• [Textabschnitt]:
- - - - - - -

Es gibt aber auch Bändchenmikrofone mit anderen Richtcharakteristika – zum Beispiel Hyperniere, siehe beyerdynamic M160 Testbericht.
Warum ein Bändchenmikrofon nutzen?
1. »Weichere« Höhen als bei einem Kondensatormikrofon
Der Grund für ein Bändchenmikrofon schlechthin. Für geschmeidigen, warmen, weichen Sound ist es oft eine gute Wahl und stellt eine Alternative zum klassischen höhenbetonten, manchmal zu »spitzen« und »digital« klingenden Kondensatormikro dar.
2. Mehr Höhen als bei einem Tauchspulenmikrofon
Bei einem typischen Bändchenmikrofon ist der Sound höhenreicher und brillanter als bei einem durchschnittlichen dynamischen Mikrofon mit Tauchspule. Das ist natürlich kein kein Wettbewerbsvorteil per se, muss jedoch als klassisches Unterscheidungsmerkmal erwähnt werden.
3. Gutes Impulsverhalten
Die federleichte Membran schwingt reaktionsschneller beim Auftreffen des Schalls als bei vielen Tauchspulenmikrofonen – das führt zu einem guten Impulsverhalten, also einer akkuraten, weitgehend detailtreuen Übertragung von »zackigen«, Transienten-reichen Signalen aller Art.
4. Keine Phantomspeisung nötig
Anders als ein Kondensatormikrofon benötigen die allermeisten dynamischen Exemplare – darunter auch das klassische Bändchenmikrofon – keine Phantomspeisung. So kannst Du auch Vorverstärker, Mischpulte und Audio Interfaces nutzen, bei denen sich keine Phantomspannung anlegen lässt. Zugegeben: Geräte, bei denen das der Fall ist, sind eher rar gesät.
Einige Bändchenmikros sind mit einer aktiven Elektronik ausgestattet (z.B. siehe hier: Royer R-122 MKII Testbericht und Rode NTR Testbericht) – sie leisten selbst einen Teil der Vorverstärkung und hierfür ist eben doch wieder Phantomspeisung nötig.
Warum KEIN Bändchenmikrofon nutzen?
1. Nicht so robust wie ein Tauchspulenmikrofon
Ein typisches Bändchenmikrofon reagiert empfindlich auf Wind bzw. starke Atemstöße bei Sprache/Gesang oder Blasinstrumenten sowie auf schnelle Bewegungen und Erschütterungen. Im Vergleich zu einem Tauchspulenmikrofon eignet sich also nicht als Handmikrofon für die Bühne, für raue Witterungsbedingungen oder starke mechanische Beanspruchung.

- - - - - - -

• [Gespeicherte Datensätze]:
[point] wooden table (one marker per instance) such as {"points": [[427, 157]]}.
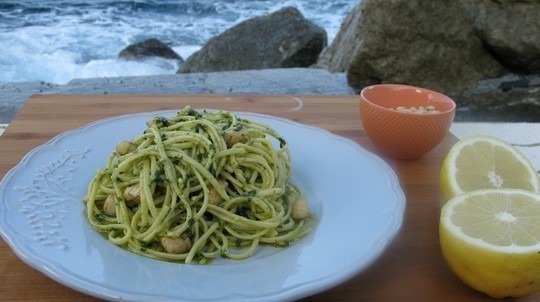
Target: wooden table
{"points": [[411, 269]]}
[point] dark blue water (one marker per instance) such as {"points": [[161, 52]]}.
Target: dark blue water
{"points": [[56, 41]]}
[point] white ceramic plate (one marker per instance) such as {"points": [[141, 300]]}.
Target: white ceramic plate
{"points": [[355, 195]]}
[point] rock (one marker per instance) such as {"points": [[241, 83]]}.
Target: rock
{"points": [[428, 43], [149, 48], [282, 39], [510, 30]]}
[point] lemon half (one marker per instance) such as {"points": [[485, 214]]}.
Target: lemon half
{"points": [[483, 162], [491, 239]]}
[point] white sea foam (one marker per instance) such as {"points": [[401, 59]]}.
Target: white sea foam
{"points": [[58, 41]]}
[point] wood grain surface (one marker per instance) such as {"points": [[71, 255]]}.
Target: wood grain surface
{"points": [[410, 269]]}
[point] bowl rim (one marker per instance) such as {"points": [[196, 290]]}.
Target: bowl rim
{"points": [[449, 99]]}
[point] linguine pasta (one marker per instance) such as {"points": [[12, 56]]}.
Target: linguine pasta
{"points": [[197, 186]]}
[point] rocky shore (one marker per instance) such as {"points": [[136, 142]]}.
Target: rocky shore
{"points": [[484, 54]]}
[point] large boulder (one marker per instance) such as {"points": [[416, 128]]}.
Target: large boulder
{"points": [[428, 43], [337, 57], [510, 30], [282, 39], [149, 48]]}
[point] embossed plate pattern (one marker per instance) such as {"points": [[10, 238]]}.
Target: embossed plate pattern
{"points": [[355, 195]]}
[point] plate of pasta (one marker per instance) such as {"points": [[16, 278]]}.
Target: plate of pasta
{"points": [[200, 205]]}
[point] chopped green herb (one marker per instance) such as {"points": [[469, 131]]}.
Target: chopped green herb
{"points": [[282, 142]]}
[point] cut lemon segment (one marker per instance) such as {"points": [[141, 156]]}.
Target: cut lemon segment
{"points": [[491, 240], [484, 162]]}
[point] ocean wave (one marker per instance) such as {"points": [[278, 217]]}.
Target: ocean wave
{"points": [[56, 41]]}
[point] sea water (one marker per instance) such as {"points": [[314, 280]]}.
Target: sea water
{"points": [[56, 41]]}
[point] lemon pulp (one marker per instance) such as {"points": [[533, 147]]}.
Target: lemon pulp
{"points": [[483, 162]]}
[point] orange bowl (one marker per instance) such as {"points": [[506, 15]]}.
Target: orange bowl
{"points": [[405, 135]]}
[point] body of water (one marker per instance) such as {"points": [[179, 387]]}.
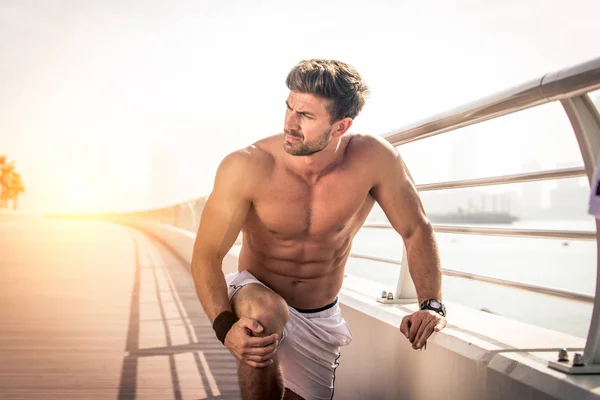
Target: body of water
{"points": [[555, 263]]}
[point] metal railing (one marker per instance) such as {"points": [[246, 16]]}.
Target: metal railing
{"points": [[515, 232], [569, 86], [565, 294]]}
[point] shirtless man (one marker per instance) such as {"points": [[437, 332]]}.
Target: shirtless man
{"points": [[299, 198]]}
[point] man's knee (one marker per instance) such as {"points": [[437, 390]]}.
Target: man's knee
{"points": [[262, 304]]}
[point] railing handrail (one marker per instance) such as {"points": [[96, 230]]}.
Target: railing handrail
{"points": [[565, 83], [586, 298], [489, 231], [563, 173]]}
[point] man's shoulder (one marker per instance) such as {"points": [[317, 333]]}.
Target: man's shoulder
{"points": [[374, 148], [252, 159]]}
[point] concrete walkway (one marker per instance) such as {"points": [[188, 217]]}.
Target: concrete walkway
{"points": [[94, 310]]}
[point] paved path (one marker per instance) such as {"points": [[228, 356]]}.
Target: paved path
{"points": [[94, 310]]}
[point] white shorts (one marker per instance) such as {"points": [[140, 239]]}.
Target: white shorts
{"points": [[310, 346]]}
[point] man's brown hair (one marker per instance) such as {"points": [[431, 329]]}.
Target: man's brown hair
{"points": [[333, 80]]}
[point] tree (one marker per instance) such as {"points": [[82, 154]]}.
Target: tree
{"points": [[6, 170], [15, 188], [11, 184]]}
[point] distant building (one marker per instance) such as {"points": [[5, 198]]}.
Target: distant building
{"points": [[163, 177], [570, 198]]}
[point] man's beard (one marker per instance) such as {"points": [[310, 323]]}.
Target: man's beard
{"points": [[306, 148]]}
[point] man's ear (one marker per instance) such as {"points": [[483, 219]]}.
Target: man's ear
{"points": [[342, 126]]}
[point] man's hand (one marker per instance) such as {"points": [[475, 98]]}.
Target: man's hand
{"points": [[243, 343], [418, 326]]}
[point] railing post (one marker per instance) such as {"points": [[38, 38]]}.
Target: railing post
{"points": [[405, 289], [585, 121]]}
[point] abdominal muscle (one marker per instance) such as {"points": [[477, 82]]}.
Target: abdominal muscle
{"points": [[306, 274]]}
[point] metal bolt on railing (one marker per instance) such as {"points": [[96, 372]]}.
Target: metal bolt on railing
{"points": [[563, 355], [578, 360]]}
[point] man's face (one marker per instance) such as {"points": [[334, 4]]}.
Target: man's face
{"points": [[307, 128]]}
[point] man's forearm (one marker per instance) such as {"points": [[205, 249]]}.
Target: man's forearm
{"points": [[210, 285], [424, 263]]}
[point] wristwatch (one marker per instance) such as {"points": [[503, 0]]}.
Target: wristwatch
{"points": [[435, 305]]}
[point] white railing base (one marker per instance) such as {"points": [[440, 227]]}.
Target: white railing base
{"points": [[396, 301], [569, 368]]}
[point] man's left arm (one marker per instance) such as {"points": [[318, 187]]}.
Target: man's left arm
{"points": [[395, 192]]}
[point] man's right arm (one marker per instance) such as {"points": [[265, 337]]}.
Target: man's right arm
{"points": [[222, 218]]}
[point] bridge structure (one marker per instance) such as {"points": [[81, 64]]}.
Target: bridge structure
{"points": [[105, 307]]}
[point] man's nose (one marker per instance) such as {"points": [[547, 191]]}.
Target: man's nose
{"points": [[291, 121]]}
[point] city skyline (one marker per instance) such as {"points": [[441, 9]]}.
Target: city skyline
{"points": [[90, 89]]}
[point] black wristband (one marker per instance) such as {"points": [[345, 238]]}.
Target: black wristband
{"points": [[223, 323]]}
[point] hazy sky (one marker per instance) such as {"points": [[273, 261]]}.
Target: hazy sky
{"points": [[92, 91]]}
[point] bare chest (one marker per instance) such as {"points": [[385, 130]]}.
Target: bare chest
{"points": [[291, 208]]}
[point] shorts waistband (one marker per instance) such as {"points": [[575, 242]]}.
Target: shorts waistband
{"points": [[314, 310]]}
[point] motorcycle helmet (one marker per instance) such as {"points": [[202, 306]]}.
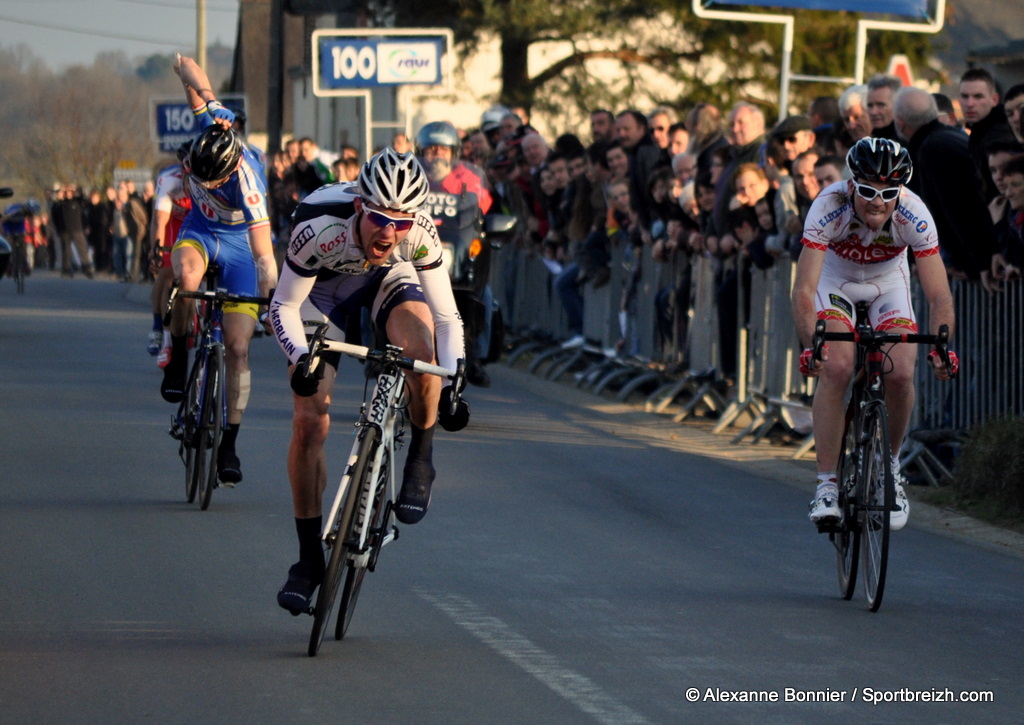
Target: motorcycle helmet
{"points": [[880, 160]]}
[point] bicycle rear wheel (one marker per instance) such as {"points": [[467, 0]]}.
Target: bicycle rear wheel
{"points": [[211, 425], [877, 495], [847, 539], [190, 413], [340, 540], [378, 523]]}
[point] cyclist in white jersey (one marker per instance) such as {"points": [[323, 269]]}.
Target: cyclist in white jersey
{"points": [[855, 240], [353, 247]]}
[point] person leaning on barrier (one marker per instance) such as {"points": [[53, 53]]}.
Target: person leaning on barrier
{"points": [[855, 249], [985, 119], [882, 91], [1013, 247], [356, 246], [1013, 104], [1006, 265], [947, 181]]}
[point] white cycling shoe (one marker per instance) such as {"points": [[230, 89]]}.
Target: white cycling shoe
{"points": [[824, 507]]}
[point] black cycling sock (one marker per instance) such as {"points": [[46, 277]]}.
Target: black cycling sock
{"points": [[179, 351], [310, 548], [228, 436], [422, 444]]}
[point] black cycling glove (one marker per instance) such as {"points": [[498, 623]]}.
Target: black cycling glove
{"points": [[305, 386], [452, 421]]}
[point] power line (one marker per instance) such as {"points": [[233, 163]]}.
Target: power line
{"points": [[114, 36], [95, 34]]}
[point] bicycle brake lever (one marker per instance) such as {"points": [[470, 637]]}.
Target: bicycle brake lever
{"points": [[818, 341], [458, 384]]}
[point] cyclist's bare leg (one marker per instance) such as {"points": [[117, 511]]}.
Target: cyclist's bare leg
{"points": [[411, 327], [306, 459], [238, 333], [829, 395], [162, 290], [900, 392], [188, 265]]}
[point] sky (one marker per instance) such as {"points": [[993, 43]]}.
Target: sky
{"points": [[65, 33]]}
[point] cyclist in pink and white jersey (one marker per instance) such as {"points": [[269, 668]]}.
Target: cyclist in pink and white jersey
{"points": [[170, 206], [856, 236]]}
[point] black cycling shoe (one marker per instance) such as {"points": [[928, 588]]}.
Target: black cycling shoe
{"points": [[297, 594], [415, 496], [173, 387], [476, 375], [228, 467]]}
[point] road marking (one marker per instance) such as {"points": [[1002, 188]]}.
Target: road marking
{"points": [[574, 687]]}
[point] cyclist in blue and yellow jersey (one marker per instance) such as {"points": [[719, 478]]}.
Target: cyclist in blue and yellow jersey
{"points": [[228, 224], [355, 247], [856, 237]]}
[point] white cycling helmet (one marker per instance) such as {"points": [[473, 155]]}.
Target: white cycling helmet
{"points": [[394, 180]]}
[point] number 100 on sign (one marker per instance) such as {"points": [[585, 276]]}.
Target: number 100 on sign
{"points": [[364, 64]]}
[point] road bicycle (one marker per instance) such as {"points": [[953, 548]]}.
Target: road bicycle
{"points": [[359, 522], [866, 484], [202, 415]]}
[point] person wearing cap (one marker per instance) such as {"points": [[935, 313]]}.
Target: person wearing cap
{"points": [[881, 91], [796, 133], [491, 124]]}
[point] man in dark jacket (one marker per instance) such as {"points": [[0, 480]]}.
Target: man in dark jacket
{"points": [[985, 119], [945, 177], [69, 219]]}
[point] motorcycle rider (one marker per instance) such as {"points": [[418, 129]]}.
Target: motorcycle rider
{"points": [[438, 145]]}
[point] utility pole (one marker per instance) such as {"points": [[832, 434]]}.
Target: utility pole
{"points": [[201, 33], [275, 82]]}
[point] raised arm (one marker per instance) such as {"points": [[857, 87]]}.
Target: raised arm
{"points": [[198, 91]]}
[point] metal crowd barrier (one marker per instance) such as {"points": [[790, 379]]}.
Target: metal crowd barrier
{"points": [[624, 349]]}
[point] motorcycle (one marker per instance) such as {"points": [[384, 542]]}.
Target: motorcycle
{"points": [[5, 248], [467, 240]]}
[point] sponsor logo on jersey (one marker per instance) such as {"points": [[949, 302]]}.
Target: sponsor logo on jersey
{"points": [[331, 239], [842, 303], [832, 314], [898, 324], [833, 216], [300, 238]]}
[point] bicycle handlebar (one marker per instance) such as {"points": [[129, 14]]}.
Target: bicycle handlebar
{"points": [[320, 344], [221, 296], [870, 338]]}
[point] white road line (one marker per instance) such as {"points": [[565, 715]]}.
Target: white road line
{"points": [[574, 687]]}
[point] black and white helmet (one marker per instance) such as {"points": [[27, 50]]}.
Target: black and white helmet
{"points": [[394, 180], [880, 160]]}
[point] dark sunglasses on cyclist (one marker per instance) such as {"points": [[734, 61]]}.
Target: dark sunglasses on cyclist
{"points": [[888, 194], [381, 219]]}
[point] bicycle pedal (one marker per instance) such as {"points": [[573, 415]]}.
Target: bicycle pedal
{"points": [[833, 525]]}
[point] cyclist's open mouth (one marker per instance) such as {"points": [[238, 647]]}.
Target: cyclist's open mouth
{"points": [[381, 250]]}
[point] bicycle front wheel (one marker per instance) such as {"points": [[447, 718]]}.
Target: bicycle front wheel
{"points": [[847, 539], [211, 425], [378, 522], [190, 413], [340, 540], [877, 497]]}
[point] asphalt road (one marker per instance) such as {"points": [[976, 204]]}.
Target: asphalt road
{"points": [[582, 562]]}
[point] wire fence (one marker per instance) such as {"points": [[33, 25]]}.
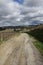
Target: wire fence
{"points": [[6, 35]]}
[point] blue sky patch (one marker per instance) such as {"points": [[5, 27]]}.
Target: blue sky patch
{"points": [[19, 1]]}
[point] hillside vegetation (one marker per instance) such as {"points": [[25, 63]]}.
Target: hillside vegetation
{"points": [[37, 33]]}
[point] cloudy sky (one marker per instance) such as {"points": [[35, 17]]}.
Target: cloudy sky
{"points": [[21, 12]]}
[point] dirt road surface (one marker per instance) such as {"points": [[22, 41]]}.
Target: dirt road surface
{"points": [[19, 51]]}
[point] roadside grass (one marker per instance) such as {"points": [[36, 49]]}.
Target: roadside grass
{"points": [[39, 45], [37, 34]]}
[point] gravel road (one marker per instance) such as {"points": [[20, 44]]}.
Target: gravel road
{"points": [[19, 51]]}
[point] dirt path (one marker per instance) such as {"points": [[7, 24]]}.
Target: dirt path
{"points": [[19, 51]]}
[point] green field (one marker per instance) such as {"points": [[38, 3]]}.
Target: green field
{"points": [[37, 33]]}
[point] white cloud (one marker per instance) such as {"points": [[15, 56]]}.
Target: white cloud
{"points": [[12, 13]]}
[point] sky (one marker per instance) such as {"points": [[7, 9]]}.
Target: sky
{"points": [[21, 12]]}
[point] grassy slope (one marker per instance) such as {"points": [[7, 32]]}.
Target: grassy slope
{"points": [[37, 33]]}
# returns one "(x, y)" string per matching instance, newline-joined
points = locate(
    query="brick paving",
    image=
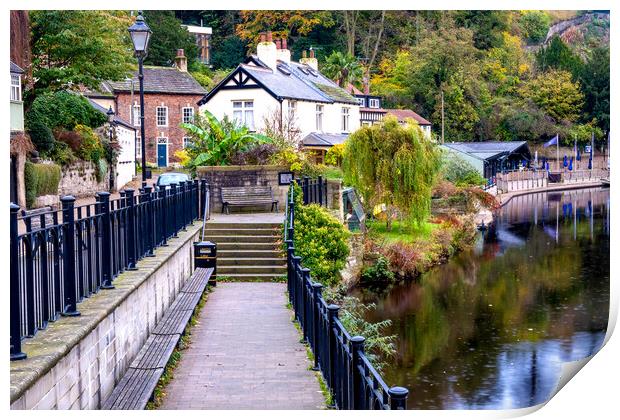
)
(244, 354)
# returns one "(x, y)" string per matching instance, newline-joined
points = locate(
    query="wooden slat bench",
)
(135, 389)
(247, 196)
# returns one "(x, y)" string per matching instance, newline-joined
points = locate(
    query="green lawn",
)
(402, 231)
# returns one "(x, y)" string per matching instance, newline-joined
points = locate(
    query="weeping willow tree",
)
(393, 165)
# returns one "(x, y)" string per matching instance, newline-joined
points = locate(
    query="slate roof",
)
(403, 114)
(484, 150)
(324, 139)
(117, 119)
(16, 69)
(158, 80)
(289, 81)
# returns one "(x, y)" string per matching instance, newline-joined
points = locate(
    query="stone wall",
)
(76, 361)
(247, 175)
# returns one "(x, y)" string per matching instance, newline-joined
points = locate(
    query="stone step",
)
(250, 277)
(250, 269)
(242, 225)
(242, 232)
(242, 238)
(249, 253)
(223, 261)
(245, 246)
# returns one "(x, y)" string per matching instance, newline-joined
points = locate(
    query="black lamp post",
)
(140, 34)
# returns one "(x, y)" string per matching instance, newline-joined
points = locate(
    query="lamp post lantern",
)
(140, 35)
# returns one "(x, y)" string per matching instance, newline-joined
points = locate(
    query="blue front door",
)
(162, 155)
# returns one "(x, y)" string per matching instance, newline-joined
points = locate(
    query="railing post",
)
(15, 304)
(150, 221)
(305, 279)
(398, 398)
(357, 348)
(332, 314)
(103, 199)
(161, 193)
(306, 190)
(69, 307)
(316, 290)
(131, 230)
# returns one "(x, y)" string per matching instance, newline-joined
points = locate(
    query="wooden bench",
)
(136, 387)
(247, 196)
(33, 219)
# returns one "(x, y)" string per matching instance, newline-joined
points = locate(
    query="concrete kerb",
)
(49, 346)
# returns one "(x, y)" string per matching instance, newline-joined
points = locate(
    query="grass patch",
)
(175, 358)
(402, 231)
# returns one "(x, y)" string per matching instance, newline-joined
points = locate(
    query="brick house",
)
(170, 98)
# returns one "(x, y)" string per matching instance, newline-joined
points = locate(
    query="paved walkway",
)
(245, 354)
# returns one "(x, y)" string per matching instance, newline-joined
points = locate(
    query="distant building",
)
(125, 133)
(491, 157)
(295, 95)
(372, 111)
(203, 41)
(170, 97)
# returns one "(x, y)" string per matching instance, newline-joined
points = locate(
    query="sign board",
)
(285, 178)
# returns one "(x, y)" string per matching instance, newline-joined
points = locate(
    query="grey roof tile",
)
(160, 80)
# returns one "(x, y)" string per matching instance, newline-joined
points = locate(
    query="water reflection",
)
(491, 328)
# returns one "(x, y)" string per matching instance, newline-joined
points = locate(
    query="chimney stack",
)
(266, 51)
(180, 60)
(311, 61)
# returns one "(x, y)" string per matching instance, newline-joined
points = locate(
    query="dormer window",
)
(16, 88)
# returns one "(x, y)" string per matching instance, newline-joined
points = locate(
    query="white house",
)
(296, 95)
(126, 136)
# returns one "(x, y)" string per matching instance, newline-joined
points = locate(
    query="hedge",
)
(40, 179)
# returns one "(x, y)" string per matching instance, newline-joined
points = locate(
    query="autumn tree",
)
(556, 94)
(343, 68)
(393, 165)
(78, 47)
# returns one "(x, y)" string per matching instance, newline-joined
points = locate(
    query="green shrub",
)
(41, 137)
(378, 274)
(320, 240)
(61, 153)
(40, 179)
(63, 110)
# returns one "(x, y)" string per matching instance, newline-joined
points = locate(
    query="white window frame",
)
(157, 116)
(16, 88)
(163, 140)
(189, 120)
(241, 113)
(319, 118)
(135, 108)
(345, 114)
(138, 146)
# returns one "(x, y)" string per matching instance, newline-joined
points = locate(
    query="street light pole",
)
(140, 35)
(142, 130)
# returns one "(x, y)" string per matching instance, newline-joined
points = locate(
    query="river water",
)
(491, 328)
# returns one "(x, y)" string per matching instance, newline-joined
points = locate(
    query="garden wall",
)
(78, 179)
(76, 361)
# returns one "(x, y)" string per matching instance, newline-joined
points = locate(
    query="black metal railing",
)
(353, 381)
(314, 190)
(60, 257)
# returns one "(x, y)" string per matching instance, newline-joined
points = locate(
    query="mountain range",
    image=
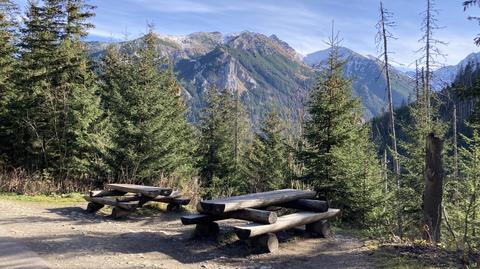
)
(268, 73)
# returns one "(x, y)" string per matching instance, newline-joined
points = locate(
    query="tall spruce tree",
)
(151, 137)
(338, 161)
(8, 65)
(267, 161)
(224, 133)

- - - - - - -

• [Aufgabenstellung]: Bitte entnimm dem Textabschnitt über Bändchenmikrofone wortgetreu alles von „1. Nicht so“ bis hinunter zu „starke mechanische Beanspruchung.“.

• [Schriftliche Lösung]:
1. Nicht so robust wie ein Tauchspulenmikrofon
Ein typisches Bändchenmikrofon reagiert empfindlich auf Wind bzw. starke Atemstöße bei Sprache/Gesang oder Blasinstrumenten sowie auf schnelle Bewegungen und Erschütterungen. Im Vergleich zu einem Tauchspulenmikrofon eignet sich also nicht als Handmikrofon für die Bühne, für raue Witterungsbedingungen oder starke mechanische Beanspruchung.